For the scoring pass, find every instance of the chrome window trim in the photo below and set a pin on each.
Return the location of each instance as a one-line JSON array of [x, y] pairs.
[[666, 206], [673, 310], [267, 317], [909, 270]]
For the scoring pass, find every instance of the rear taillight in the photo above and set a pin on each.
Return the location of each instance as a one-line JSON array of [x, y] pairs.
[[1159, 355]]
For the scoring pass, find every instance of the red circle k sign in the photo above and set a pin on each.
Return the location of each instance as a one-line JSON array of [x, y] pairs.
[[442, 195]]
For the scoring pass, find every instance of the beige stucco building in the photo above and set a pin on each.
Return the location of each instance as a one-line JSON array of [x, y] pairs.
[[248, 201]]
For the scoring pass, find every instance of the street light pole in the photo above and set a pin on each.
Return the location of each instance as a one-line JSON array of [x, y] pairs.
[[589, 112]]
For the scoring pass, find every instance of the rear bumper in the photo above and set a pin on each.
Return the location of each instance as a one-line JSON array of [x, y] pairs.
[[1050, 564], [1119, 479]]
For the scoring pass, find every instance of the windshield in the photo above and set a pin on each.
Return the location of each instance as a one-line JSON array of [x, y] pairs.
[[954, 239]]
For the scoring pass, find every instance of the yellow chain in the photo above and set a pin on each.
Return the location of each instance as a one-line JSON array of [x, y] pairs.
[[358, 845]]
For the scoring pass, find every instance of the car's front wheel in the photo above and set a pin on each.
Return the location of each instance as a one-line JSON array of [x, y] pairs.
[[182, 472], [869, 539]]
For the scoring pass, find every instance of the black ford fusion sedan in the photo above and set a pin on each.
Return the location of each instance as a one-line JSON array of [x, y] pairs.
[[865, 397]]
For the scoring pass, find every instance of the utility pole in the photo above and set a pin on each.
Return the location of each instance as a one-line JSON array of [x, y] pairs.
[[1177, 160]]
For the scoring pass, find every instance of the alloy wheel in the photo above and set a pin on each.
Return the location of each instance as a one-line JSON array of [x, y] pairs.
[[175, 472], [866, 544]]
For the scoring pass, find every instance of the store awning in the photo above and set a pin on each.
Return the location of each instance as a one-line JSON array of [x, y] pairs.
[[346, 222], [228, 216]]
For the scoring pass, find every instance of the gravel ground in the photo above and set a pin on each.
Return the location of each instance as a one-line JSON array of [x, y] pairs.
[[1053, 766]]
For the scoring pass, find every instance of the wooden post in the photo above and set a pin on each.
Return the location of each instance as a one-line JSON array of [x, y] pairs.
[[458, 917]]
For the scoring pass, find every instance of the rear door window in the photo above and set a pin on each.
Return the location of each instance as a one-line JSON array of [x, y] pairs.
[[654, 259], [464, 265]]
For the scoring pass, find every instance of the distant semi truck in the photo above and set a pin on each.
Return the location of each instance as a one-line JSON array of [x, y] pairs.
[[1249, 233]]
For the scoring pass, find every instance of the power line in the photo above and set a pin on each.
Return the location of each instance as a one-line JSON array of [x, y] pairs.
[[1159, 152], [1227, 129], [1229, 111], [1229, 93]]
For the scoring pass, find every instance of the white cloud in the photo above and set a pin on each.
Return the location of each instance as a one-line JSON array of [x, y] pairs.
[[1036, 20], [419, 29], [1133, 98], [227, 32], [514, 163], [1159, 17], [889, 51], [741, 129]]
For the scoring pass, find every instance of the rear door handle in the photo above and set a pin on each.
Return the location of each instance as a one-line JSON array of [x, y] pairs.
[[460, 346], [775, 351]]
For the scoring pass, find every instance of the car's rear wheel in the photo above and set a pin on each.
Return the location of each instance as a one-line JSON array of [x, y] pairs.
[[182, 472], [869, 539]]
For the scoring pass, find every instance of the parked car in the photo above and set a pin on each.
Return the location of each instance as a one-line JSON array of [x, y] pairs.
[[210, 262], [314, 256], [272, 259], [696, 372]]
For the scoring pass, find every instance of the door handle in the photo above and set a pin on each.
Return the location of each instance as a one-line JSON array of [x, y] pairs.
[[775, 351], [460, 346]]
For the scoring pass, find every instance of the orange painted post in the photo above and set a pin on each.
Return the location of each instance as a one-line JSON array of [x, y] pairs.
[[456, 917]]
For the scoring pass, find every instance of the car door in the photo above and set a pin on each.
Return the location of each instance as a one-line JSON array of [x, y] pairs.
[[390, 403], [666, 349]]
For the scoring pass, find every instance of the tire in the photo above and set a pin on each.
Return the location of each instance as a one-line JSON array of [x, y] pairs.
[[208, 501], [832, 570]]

### WHAT IS EXPECTED
Reproduce word for word the part of the data above that opens with the line containing "For the scoring pass, find every instance of the rear taillight" and closes with the line containing "[[1159, 355]]", keeping both of those lines.

### FINAL ANSWER
For the scoring pass, find every instance of the rear taillight in the photo above and set a pin on each.
Return the location of each instance as a one-line JSON array of [x, y] pairs.
[[1159, 355]]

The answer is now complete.